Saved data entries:

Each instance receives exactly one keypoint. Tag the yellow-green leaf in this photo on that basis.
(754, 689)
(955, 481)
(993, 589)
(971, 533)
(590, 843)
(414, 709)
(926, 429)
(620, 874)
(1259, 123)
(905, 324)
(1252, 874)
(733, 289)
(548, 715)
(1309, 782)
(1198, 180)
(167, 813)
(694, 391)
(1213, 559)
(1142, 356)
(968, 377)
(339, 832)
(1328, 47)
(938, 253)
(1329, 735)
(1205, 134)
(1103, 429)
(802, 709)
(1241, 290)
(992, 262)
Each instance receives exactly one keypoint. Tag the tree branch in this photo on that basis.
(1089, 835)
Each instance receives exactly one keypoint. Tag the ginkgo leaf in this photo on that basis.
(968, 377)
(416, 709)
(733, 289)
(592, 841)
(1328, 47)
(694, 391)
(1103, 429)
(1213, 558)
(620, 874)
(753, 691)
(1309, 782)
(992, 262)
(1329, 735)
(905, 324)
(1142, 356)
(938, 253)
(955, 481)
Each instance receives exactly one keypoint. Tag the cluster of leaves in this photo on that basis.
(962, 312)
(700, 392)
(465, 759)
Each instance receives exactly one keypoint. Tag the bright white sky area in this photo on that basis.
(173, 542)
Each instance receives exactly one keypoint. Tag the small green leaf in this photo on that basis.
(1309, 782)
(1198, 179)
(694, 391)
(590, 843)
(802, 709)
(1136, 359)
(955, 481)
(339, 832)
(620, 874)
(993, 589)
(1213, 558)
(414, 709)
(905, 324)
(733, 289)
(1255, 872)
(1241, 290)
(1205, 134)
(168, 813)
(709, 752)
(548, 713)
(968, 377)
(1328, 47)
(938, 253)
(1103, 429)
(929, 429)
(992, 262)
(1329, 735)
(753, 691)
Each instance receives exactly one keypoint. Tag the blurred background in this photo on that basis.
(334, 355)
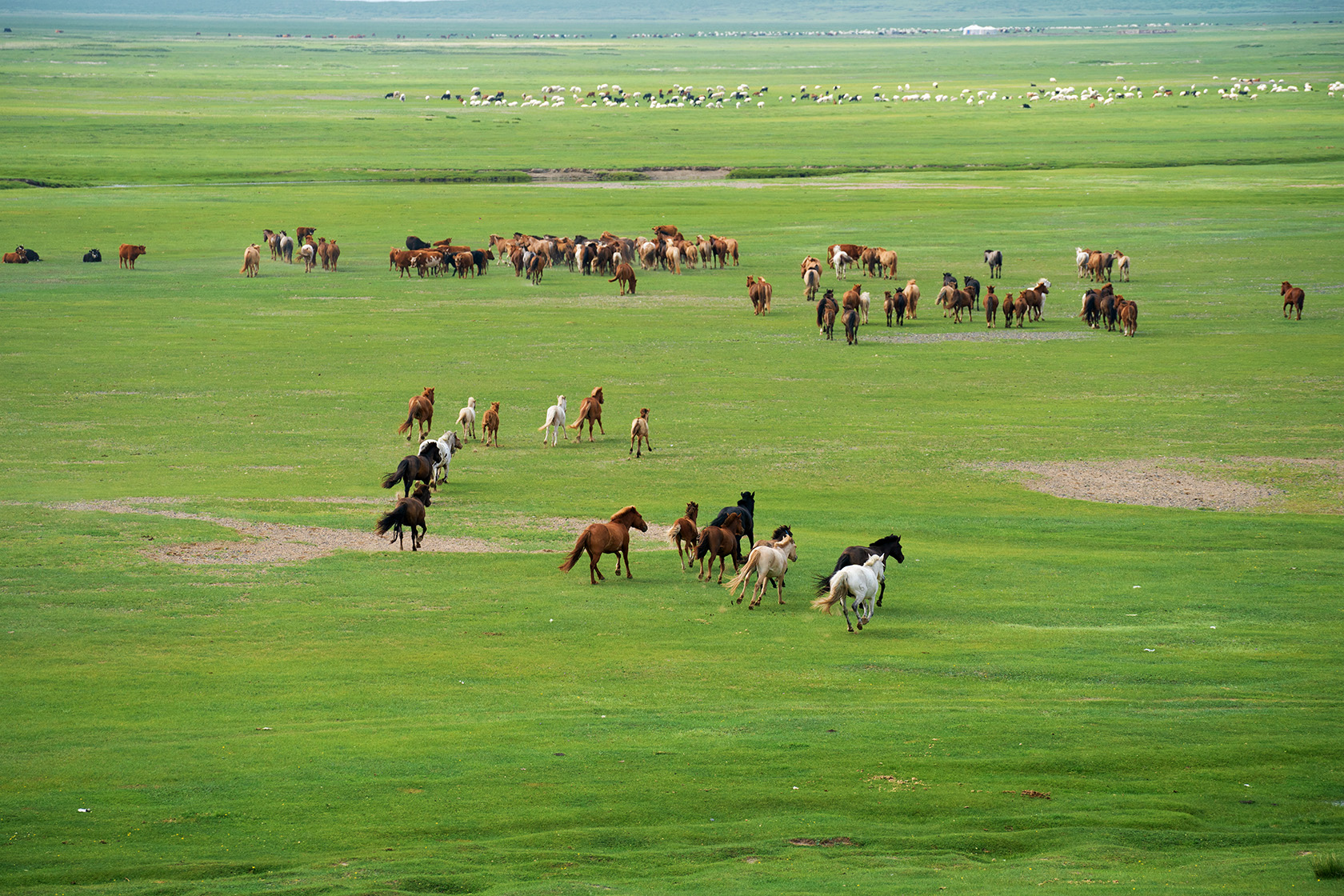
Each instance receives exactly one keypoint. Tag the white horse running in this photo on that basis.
(862, 583)
(466, 418)
(768, 562)
(441, 454)
(554, 419)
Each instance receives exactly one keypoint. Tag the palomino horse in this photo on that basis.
(409, 512)
(1294, 297)
(640, 433)
(683, 532)
(554, 426)
(608, 538)
(421, 410)
(718, 543)
(590, 411)
(769, 561)
(862, 582)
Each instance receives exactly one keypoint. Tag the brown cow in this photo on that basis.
(126, 255)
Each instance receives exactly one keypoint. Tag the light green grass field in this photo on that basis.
(480, 722)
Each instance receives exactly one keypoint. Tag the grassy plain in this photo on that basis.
(482, 723)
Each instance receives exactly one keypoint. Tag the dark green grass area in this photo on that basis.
(484, 723)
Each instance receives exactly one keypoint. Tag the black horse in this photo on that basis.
(858, 555)
(745, 510)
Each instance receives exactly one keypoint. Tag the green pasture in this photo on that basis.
(478, 722)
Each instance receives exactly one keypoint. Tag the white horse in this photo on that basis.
(768, 562)
(441, 452)
(554, 419)
(466, 418)
(862, 583)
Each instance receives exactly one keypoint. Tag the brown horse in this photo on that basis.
(1294, 297)
(409, 512)
(592, 411)
(683, 532)
(719, 542)
(421, 410)
(608, 538)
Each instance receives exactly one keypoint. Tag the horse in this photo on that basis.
(413, 466)
(554, 426)
(491, 426)
(683, 532)
(640, 433)
(590, 410)
(409, 512)
(862, 582)
(466, 418)
(440, 453)
(421, 410)
(1294, 297)
(718, 543)
(766, 562)
(827, 310)
(608, 538)
(858, 555)
(746, 512)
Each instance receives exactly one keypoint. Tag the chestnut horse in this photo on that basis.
(608, 538)
(422, 411)
(683, 532)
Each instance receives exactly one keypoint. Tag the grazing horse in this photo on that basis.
(858, 555)
(413, 466)
(769, 562)
(638, 433)
(608, 538)
(1294, 297)
(683, 532)
(491, 425)
(466, 418)
(590, 411)
(554, 426)
(718, 543)
(409, 512)
(827, 310)
(995, 259)
(421, 410)
(746, 512)
(862, 582)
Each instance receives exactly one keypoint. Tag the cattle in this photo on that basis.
(126, 255)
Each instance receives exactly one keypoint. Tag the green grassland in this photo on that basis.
(454, 722)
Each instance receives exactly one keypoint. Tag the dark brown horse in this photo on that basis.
(608, 538)
(421, 410)
(1294, 297)
(718, 543)
(592, 411)
(409, 512)
(683, 532)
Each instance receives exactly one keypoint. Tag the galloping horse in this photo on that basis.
(409, 512)
(608, 538)
(421, 410)
(718, 543)
(683, 532)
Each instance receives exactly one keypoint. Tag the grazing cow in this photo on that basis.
(252, 261)
(1294, 297)
(995, 259)
(126, 255)
(626, 274)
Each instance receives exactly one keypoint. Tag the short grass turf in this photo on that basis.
(484, 723)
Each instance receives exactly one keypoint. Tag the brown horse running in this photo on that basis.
(608, 538)
(422, 411)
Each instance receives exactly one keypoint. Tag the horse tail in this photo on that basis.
(393, 478)
(577, 552)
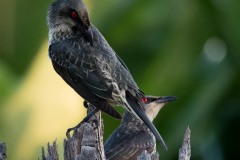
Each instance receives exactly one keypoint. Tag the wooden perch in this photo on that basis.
(3, 151)
(86, 143)
(185, 151)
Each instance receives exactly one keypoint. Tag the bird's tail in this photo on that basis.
(136, 107)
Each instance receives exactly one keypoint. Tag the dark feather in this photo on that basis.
(85, 82)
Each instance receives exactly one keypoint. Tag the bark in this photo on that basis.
(185, 151)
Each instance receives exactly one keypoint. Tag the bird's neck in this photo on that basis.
(60, 33)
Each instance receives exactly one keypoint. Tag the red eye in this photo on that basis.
(74, 14)
(144, 100)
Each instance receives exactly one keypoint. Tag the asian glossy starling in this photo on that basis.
(86, 62)
(132, 137)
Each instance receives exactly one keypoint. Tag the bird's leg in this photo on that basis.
(86, 119)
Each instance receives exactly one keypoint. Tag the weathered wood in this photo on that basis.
(52, 152)
(3, 151)
(86, 142)
(146, 156)
(185, 151)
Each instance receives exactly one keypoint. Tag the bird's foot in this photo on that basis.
(86, 119)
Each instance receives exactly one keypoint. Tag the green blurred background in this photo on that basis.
(185, 48)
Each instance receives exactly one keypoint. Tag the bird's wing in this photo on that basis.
(78, 70)
(121, 61)
(127, 144)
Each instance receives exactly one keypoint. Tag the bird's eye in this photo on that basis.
(74, 14)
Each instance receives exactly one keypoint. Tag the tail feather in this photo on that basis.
(137, 109)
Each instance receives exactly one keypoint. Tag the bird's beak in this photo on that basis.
(160, 99)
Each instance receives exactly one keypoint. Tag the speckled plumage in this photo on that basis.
(84, 59)
(132, 137)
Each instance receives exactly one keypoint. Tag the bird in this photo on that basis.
(132, 137)
(86, 62)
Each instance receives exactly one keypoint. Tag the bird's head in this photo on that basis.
(68, 16)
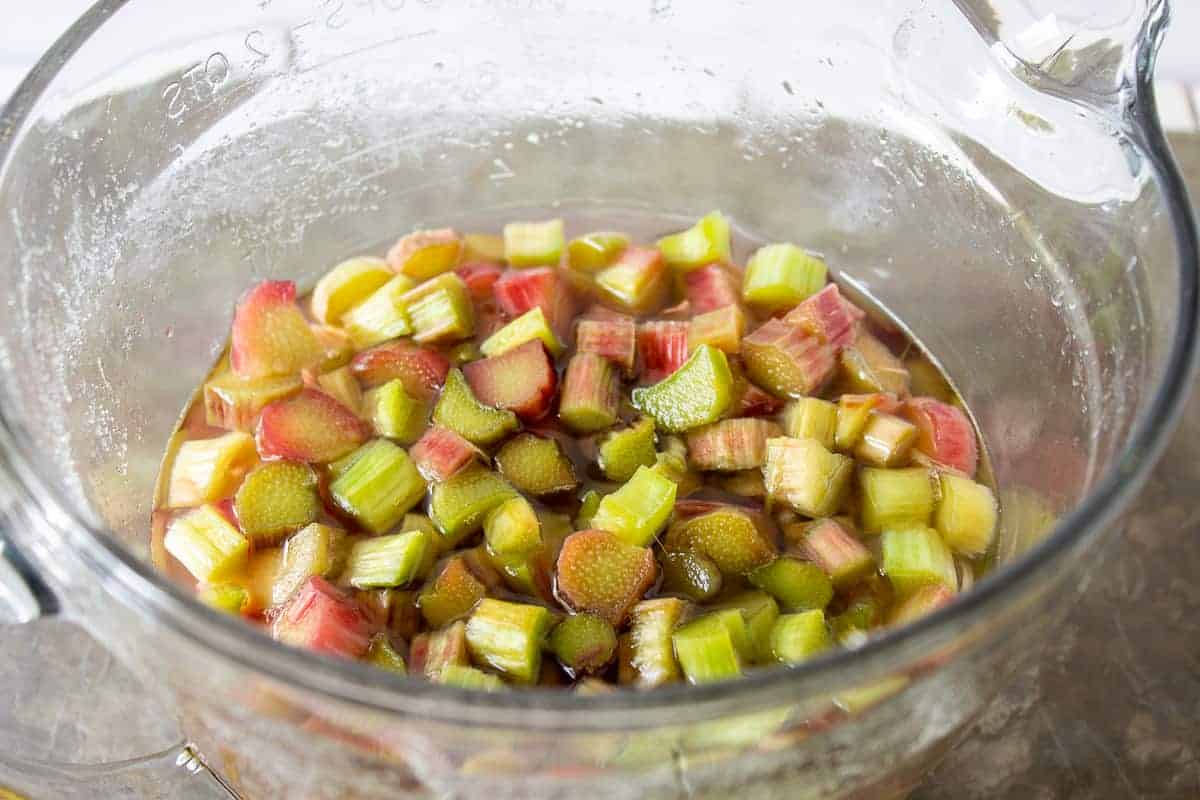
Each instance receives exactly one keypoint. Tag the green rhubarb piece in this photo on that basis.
(378, 486)
(533, 244)
(595, 251)
(462, 413)
(696, 394)
(894, 498)
(798, 637)
(917, 557)
(583, 644)
(207, 543)
(797, 585)
(690, 575)
(780, 276)
(276, 499)
(382, 316)
(537, 465)
(508, 637)
(441, 310)
(526, 328)
(623, 451)
(459, 505)
(705, 242)
(637, 510)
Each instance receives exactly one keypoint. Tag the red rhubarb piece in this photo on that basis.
(270, 335)
(522, 380)
(310, 427)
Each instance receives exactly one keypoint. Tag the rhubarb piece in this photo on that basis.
(347, 286)
(721, 328)
(943, 433)
(383, 655)
(807, 476)
(508, 637)
(591, 395)
(537, 465)
(315, 551)
(207, 470)
(322, 619)
(663, 347)
(522, 380)
(623, 451)
(454, 594)
(343, 386)
(310, 427)
(837, 551)
(275, 500)
(441, 310)
(533, 244)
(705, 242)
(917, 557)
(424, 254)
(441, 452)
(736, 540)
(421, 371)
(893, 498)
(797, 585)
(459, 505)
(731, 445)
(378, 487)
(233, 403)
(786, 361)
(520, 292)
(459, 410)
(712, 648)
(583, 644)
(381, 317)
(691, 575)
(207, 545)
(603, 575)
(780, 276)
(886, 440)
(270, 335)
(529, 326)
(796, 638)
(636, 283)
(388, 560)
(613, 337)
(965, 515)
(809, 417)
(828, 317)
(869, 366)
(697, 394)
(637, 510)
(711, 288)
(595, 251)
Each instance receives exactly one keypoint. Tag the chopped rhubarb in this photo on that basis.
(323, 619)
(270, 335)
(786, 361)
(309, 427)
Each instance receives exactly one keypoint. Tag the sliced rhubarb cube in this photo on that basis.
(786, 361)
(663, 347)
(323, 619)
(309, 427)
(270, 335)
(943, 433)
(829, 317)
(441, 452)
(522, 380)
(423, 371)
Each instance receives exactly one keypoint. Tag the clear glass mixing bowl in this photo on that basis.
(994, 174)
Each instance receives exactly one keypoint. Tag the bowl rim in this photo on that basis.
(138, 584)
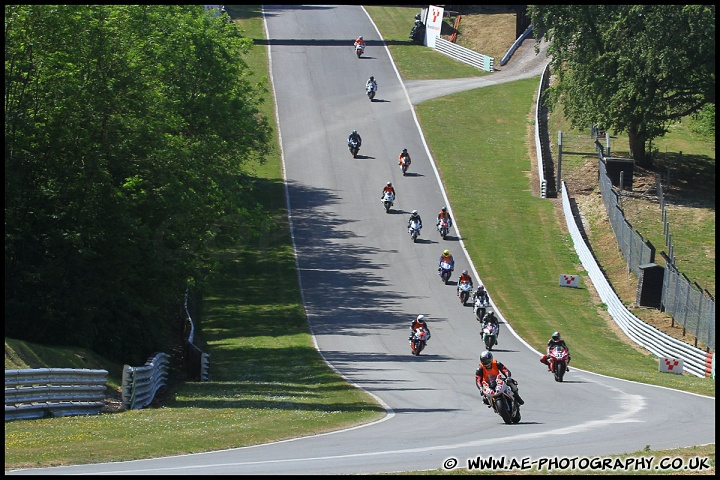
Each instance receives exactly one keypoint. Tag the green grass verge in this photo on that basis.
(256, 395)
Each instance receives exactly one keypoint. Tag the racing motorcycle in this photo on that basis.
(489, 333)
(418, 341)
(480, 307)
(444, 227)
(370, 90)
(404, 164)
(557, 361)
(387, 200)
(414, 230)
(501, 399)
(445, 270)
(464, 290)
(354, 147)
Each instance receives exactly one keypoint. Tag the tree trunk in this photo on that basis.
(636, 141)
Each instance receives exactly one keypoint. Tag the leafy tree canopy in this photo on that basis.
(630, 68)
(126, 131)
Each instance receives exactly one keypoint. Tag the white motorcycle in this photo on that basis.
(387, 200)
(501, 399)
(480, 307)
(445, 271)
(414, 230)
(490, 333)
(464, 291)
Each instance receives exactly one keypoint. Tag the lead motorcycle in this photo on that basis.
(414, 230)
(445, 271)
(354, 147)
(501, 399)
(464, 291)
(418, 341)
(387, 200)
(558, 359)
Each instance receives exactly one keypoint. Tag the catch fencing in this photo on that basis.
(53, 392)
(696, 361)
(686, 302)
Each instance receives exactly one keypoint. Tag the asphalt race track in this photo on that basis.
(364, 280)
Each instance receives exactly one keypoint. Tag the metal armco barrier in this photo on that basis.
(53, 392)
(658, 343)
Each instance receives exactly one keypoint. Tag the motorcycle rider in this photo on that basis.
(419, 322)
(488, 370)
(481, 293)
(446, 257)
(415, 217)
(388, 188)
(464, 277)
(404, 157)
(491, 318)
(444, 215)
(360, 42)
(354, 136)
(555, 340)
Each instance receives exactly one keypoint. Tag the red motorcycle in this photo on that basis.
(501, 399)
(557, 359)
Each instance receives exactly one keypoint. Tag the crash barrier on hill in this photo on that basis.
(465, 55)
(140, 384)
(53, 392)
(696, 361)
(548, 187)
(689, 305)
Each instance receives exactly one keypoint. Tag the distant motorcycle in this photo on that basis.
(464, 290)
(404, 165)
(558, 359)
(387, 200)
(370, 90)
(480, 307)
(489, 333)
(418, 341)
(501, 399)
(354, 147)
(444, 227)
(414, 230)
(445, 271)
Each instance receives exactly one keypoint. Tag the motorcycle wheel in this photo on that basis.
(516, 417)
(504, 410)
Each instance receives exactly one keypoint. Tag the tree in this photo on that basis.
(126, 131)
(629, 68)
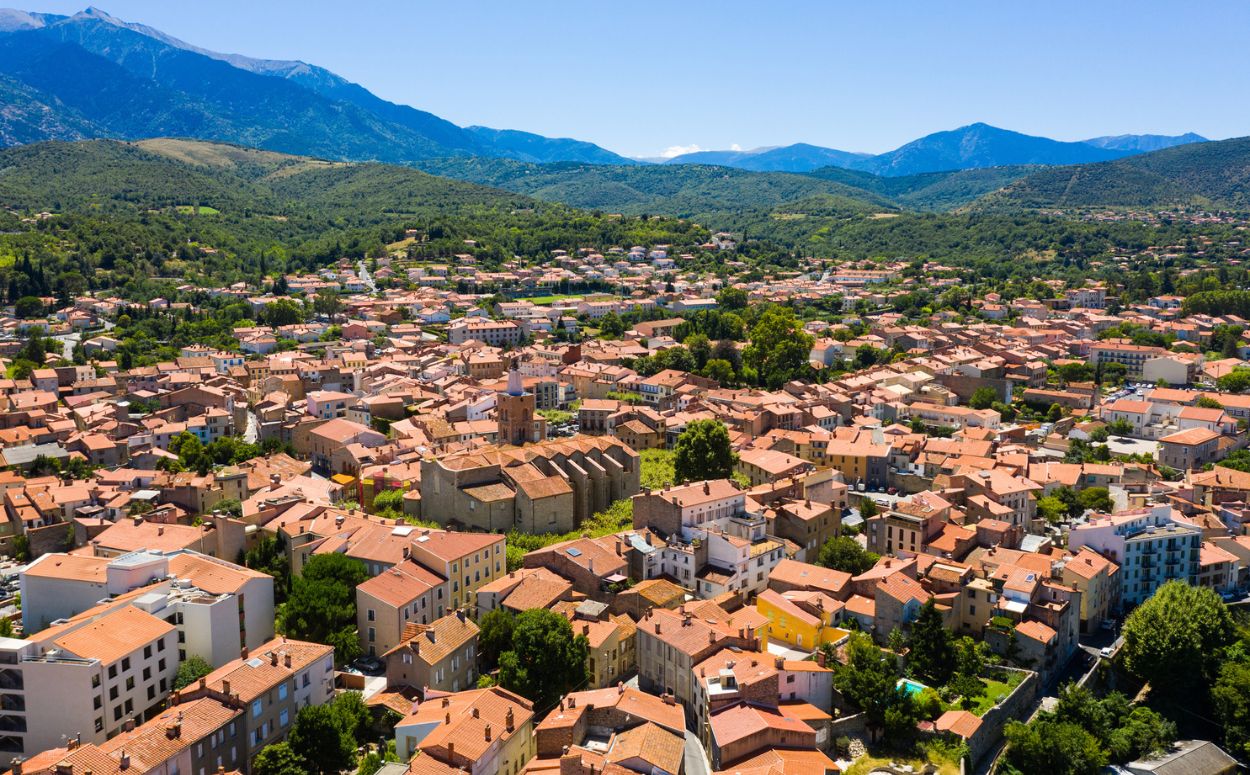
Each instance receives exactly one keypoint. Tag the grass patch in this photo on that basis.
(875, 760)
(614, 519)
(549, 299)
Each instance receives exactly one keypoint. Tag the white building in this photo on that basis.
(1150, 545)
(219, 608)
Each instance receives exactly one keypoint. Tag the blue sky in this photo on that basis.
(644, 76)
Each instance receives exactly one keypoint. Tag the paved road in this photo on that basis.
(368, 278)
(695, 758)
(253, 430)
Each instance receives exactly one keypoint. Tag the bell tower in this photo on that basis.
(519, 421)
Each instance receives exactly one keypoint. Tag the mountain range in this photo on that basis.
(973, 146)
(93, 75)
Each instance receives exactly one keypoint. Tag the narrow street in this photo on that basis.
(364, 275)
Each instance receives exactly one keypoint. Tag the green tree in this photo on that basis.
(933, 654)
(1098, 499)
(720, 370)
(278, 759)
(1230, 696)
(546, 660)
(29, 308)
(281, 311)
(1206, 401)
(704, 451)
(1051, 509)
(966, 688)
(780, 349)
(321, 606)
(1175, 639)
(321, 740)
(844, 553)
(193, 669)
(869, 680)
(1234, 381)
(731, 299)
(699, 348)
(610, 326)
(328, 303)
(495, 636)
(983, 398)
(1055, 748)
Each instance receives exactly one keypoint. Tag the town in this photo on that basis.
(611, 510)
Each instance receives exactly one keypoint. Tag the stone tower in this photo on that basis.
(519, 421)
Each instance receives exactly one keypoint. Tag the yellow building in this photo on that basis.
(800, 619)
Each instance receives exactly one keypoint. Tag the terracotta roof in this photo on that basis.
(651, 744)
(115, 635)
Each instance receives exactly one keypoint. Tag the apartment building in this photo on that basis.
(218, 608)
(483, 731)
(271, 684)
(399, 596)
(673, 510)
(466, 560)
(201, 735)
(1133, 356)
(1151, 546)
(671, 643)
(86, 679)
(440, 655)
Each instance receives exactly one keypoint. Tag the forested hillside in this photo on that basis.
(125, 214)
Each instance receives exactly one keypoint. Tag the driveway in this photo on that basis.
(695, 758)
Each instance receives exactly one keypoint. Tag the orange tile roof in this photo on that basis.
(115, 635)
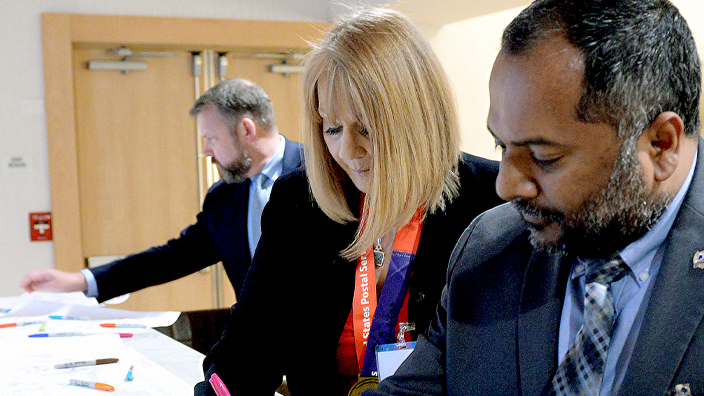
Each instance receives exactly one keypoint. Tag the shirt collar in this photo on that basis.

Request: Reproduce without alteration the entries from the line containing "Each instance receives exactly one keypoint. Tag the bell" through the line containing "(1055, 748)", including both of those lines.

Solved problem:
Each instance receives exactly one keypoint. Tag the bell tower in this photo on that basis.
(519, 421)
Each instance receives exactly one keypoint. Tag the mountain range in this photo on that basis.
(973, 146)
(93, 75)
Each instance receives exactly one keypoint. Tag the narrow street in this photo on that basis.
(364, 275)
Each instance receives exactly one keypoint. Tag the green tree in this photo on that basis.
(933, 654)
(1098, 499)
(720, 370)
(278, 759)
(1230, 696)
(546, 660)
(29, 308)
(281, 311)
(1206, 401)
(704, 451)
(1051, 509)
(966, 688)
(780, 349)
(321, 606)
(1175, 639)
(321, 740)
(844, 553)
(193, 669)
(869, 680)
(1234, 381)
(731, 299)
(699, 348)
(610, 326)
(328, 303)
(495, 636)
(983, 398)
(1055, 748)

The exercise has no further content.